• **EXTRAIT À ÉTUDIER**
========================================================================
L'idée d'un "soulèvement" des peuples est régulièrement mise en avant sur les réseaux sociaux ces derniers jours.
L'idée d'un "soulèvement" des peuples est régulièrement mise en avant sur les réseaux sociaux ces derniers jours. - Capture écran X

Cette opposition entre le "peuple" et ses "élites" est renforcée par le fait que des agriculteurs se trouvent en première ligne. Ils sont présentés comme des emblèmes de la ruralité, d'une authenticité qui trancherait avec des gouvernements présentés comme des "services mafieux", selon les mots de Francis Lalanne. À l'instar du chanteur, qui avait défendu avec énergie les Gilets jaunes, d'autres figures bien connues évoquent aussi le conflit en Allemagne. Des comptes influents que l'on retrouvait ces dernières années en première ligne dans le cadre d'autres mobilisations.

Francis Lalanne fait partie des comptes très suivis à relayer les actions des agriculteurs allemands.
========================================================================
• **SOURCE DES DONNÉES**

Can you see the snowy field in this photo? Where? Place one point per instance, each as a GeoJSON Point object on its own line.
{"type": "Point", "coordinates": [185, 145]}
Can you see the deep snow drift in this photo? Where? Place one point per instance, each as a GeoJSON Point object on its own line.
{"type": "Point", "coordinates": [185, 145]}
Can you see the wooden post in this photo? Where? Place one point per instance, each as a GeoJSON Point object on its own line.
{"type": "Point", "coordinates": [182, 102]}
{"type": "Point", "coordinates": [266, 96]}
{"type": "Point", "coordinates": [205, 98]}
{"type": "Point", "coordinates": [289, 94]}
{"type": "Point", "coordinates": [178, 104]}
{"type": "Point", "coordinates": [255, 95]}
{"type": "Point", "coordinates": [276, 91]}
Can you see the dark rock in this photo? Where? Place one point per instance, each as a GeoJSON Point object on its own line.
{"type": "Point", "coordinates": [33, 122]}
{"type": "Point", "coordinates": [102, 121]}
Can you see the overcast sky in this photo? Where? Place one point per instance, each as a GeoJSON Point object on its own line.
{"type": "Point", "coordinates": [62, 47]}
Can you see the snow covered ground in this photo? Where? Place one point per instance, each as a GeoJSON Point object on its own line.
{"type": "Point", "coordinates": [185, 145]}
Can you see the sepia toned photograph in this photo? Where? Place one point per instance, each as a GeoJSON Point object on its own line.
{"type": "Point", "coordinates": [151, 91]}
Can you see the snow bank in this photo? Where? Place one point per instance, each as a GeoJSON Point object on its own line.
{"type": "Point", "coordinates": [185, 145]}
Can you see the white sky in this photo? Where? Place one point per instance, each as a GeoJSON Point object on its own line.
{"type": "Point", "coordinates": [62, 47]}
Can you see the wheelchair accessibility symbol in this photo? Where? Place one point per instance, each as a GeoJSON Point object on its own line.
========================================================================
• **ÉNONCÉ**
Pour chacune des affirmations ci-dessous, indiquez s'il vous plaît si elle est conforme à l'extrait sur le soulèvement des peuples, en répondant par oui ou par non et en citant les mots décisifs de l'extrait.
1. Francis Lalanne avait soutenu les Gilets jaunes.
2. Les agriculteurs sont présentés comme des emblèmes de la ville.
3. Francis Lalanne relaie les actions des agriculteurs allemands.

• **CORRIGÉ**
1. Oui : « qui avait défendu avec énergie les Gilets jaunes ».
2. Non : « Ils sont présentés comme des emblèmes de la ruralité ».
3. Oui : « Francis Lalanne fait partie des comptes très suivis à relayer les actions des agriculteurs allemands ».